Point placement records
★ ★ ★ ★ ★

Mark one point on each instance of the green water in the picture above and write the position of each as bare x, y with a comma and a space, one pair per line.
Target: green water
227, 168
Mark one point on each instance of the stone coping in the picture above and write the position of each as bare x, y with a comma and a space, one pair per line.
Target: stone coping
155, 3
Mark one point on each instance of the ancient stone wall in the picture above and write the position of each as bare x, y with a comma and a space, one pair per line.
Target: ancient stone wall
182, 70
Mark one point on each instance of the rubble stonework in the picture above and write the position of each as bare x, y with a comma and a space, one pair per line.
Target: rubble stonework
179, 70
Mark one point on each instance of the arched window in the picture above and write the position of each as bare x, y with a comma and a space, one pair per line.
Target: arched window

★ ★ ★ ★ ★

Reproduce every line of the listing above, including the requests. Scale each coordinate in the answers by 0.2 and round it to the nearest whole number, rounding halves up, but leave the requests and their format samples unchanged.

#### [Response]
Mark one point on each instance of the green water in the picture above and write the position of each as bare x, y with a comma and a space, one pair per line.
Target: green water
45, 34
Mark one point on each instance of the stone coping in the picture above and write the position of each as bare x, y with a comma and a space, one pair per line.
Target: stone coping
31, 1
Mark one point on each instance of the ancient stone wall in the picture above and write the position of each as bare x, y with a comma and a space, one pair per line.
Target: ancient stone wall
36, 14
Mark one point on each instance of the rubble stonework in the picture above and write the position of each as bare x, y with a comma and a space, one pair per line.
Target: rubble stonework
36, 14
Mark one point on each instance of the arched window in the picture above and write the position of each as bare x, y with a comma and a space, one pair per line.
Target: arched window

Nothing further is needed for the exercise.